* Page:
▬▬▬▬▬▬▬▬▬▬

Imagine getting up every morning and throwing a coin so often that heads and tails have come up an equal amount of times. How often would you throw the coin on average? Infinitely often, it turns out. Code in Klong.

Equally Many Heads and Tails

This thought experiment can be modeled as a simple expected value calculation in a countably infinite case:

$$\mathbb{E}=\sum_{i=1}^{\infty} p_{i} \cdot x_{i}$$

Finding $x_{i}$

We know that flipping the coin definitely ends when for $2 \cdot n$ coin flips, we have gotten heads n times and tails n times as well. This gives us $x_{i}=2 \cdot i$ .

Finding $p_{i}$

Finding out $p_{i}$ is a bit harder. In order to find it, it is best to look at the first iterations of the process.

Observing Coin Flips

After starting, we have flipped the coin 2 times, so the possible solutions are:

H;H
H;T
T;H
T;T

We are done in two cases, H;T and T;H. p₁ therefore is $\frac{2}{4}=0.5$ . We then continue flipping the coin 2 more times, starting with either H;H or T;T, with the following possible results:

H;H;H;H
H;H;H;T
H;H;T;H
H;H;T;T
T;T;H;H
T;T;T;H
T;T;H;T
T;T;T;T

Of these, only two finish: H;H;T;T and T;T;H;H. So the chance of finishing given 4 coin flips is $\frac{2}{8}=0.25$ .

We continue flipping the coin with the non-finishing sequences, and our possible results look like this:

H;H;H;H;H;H
H;H;H;H;H;T
H;H;H;H;T;H
H;H;H;H;T;T

H;H;H;T;H;H
H;H;H;T;H;T
H;H;H;T;T;H
H;H;H;T;T;T

H;H;T;H;H;H
H;H;T;H;H;T
H;H;T;H;T;H
H;H;T;H;T;T

T;T;T;H;H;H
T;T;T;H;T;H
T;T;T;H;H;T
T;T;T;H;T;T

T;T;H;T;H;H
T;T;H;T;T;H
T;T;H;T;H;T
T;T;H;T;T;T

T;T;T;T;H;H
T;T;T;T;H;T
T;T;T;T;T;H
T;T;T;T;T;T

Here, the sequences H;H;H;T;T;T, H;H;T;H;T;T, T;T;T;H;H;H,T;T;H;T;H;H finish, so given six coin flips, the chance of finishing is $\frac{4}{24}=0.1666666\dots$ .

▬▬▬▬▬▬▬▬▬▬

* What to work on:
1. In the coin-flip text, rewrite the part between "Equally Many Heads" and "of the process.", inclusive, replacing "coin" with "die".
2. State how many lines of the listing contain the string "sweater", counting case-sensitively. Give only the number.

* Data items:
▬▬▬▬▬▬▬▬▬▬

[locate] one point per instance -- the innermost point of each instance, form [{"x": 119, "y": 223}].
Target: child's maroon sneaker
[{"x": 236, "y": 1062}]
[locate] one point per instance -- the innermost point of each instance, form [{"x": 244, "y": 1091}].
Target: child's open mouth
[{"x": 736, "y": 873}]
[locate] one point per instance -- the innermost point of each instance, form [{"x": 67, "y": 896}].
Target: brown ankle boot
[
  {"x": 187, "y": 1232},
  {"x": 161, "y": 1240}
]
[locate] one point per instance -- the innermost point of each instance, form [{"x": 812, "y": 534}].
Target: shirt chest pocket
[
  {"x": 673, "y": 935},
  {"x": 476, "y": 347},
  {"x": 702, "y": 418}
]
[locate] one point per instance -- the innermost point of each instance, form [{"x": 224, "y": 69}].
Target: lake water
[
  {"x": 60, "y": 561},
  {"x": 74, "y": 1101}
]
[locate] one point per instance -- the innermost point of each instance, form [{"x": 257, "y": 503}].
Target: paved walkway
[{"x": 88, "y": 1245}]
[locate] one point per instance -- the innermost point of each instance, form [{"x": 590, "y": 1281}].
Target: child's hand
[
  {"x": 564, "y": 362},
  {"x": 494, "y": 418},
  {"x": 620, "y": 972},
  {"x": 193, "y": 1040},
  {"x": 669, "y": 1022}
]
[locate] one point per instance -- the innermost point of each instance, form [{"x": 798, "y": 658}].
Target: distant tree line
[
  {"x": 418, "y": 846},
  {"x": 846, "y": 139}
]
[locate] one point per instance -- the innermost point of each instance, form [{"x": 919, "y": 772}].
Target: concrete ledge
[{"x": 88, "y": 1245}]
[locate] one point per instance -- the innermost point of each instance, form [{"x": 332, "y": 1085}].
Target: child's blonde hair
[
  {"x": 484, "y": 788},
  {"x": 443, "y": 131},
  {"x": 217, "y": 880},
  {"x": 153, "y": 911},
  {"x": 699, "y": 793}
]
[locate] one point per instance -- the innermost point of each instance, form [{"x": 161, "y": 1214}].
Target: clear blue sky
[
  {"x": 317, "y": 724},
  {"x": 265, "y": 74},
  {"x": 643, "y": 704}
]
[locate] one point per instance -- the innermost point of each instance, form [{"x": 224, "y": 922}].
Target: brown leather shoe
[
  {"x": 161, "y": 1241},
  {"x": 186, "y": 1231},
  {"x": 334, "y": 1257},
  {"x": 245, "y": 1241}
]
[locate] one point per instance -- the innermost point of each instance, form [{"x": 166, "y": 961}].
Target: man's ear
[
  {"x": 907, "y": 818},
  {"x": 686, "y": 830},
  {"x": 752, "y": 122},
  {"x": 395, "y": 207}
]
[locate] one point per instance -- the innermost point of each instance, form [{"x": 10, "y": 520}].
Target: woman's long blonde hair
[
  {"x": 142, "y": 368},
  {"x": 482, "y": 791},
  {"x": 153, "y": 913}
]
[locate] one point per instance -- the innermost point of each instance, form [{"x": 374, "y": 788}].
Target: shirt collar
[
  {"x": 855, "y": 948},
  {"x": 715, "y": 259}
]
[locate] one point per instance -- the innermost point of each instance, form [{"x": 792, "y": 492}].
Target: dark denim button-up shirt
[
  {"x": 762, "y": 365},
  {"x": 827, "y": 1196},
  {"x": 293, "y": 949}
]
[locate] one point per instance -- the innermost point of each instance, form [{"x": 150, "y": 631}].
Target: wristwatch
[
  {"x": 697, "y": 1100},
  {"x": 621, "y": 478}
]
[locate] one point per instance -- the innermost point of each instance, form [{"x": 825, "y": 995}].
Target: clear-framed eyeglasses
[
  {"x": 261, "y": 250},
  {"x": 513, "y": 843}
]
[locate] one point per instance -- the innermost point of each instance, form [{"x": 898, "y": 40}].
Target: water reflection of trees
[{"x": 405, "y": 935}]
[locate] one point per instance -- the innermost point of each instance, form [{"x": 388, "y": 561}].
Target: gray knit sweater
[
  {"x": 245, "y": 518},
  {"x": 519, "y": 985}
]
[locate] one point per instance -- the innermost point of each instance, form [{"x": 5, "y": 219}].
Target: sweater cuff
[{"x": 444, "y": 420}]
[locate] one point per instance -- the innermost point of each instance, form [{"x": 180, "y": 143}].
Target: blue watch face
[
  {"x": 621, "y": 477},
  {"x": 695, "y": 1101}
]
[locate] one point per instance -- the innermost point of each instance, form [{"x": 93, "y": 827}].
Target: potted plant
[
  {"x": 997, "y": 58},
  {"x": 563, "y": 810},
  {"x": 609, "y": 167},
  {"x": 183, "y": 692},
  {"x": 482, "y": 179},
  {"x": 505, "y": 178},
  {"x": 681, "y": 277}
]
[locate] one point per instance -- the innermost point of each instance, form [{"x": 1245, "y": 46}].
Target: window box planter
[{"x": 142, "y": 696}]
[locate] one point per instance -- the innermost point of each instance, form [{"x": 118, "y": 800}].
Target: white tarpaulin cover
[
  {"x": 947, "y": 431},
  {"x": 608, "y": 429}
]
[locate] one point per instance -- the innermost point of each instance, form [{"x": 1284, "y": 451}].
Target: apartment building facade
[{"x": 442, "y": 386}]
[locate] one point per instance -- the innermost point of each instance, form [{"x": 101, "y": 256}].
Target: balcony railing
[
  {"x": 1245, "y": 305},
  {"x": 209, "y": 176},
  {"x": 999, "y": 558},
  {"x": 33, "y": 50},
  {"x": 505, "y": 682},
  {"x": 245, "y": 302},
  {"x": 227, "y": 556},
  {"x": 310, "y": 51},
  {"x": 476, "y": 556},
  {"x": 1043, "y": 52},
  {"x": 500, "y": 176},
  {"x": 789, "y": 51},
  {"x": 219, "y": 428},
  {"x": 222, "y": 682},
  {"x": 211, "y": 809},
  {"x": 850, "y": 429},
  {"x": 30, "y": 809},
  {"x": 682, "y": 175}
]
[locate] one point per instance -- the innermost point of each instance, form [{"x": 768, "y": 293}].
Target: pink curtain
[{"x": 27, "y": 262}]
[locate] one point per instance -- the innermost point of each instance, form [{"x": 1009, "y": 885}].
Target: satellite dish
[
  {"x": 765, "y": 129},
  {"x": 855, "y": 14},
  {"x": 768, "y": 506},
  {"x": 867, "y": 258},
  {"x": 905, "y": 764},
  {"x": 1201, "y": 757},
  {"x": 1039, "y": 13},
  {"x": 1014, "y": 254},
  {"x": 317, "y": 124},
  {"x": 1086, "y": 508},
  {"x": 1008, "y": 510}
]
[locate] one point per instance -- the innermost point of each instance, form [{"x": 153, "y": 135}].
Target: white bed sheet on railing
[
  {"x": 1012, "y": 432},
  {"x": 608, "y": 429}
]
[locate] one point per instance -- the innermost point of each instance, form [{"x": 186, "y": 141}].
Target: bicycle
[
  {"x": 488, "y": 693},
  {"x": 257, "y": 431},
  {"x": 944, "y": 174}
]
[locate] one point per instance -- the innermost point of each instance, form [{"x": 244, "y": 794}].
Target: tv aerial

▬▬▬▬▬▬▬▬▬▬

* Solutions:
1.
Equally Many Heads and Tails

This thought experiment can be modeled as a simple expected value calculation in a countably infinite case:

$$\mathbb{E}=\sum_{i=1}^{\infty} p_{i} \cdot x_{i}$$

Finding $x_{i}$

We know that flipping the die definitely ends when for $2 \cdot n$ die flips, we have gotten heads n times and tails n times as well. This gives us $x_{i}=2 \cdot i$ .

Finding $p_{i}$

Finding out $p_{i}$ is a bit harder. In order to find it, it is best to look at the first iterations of the process.

2. 2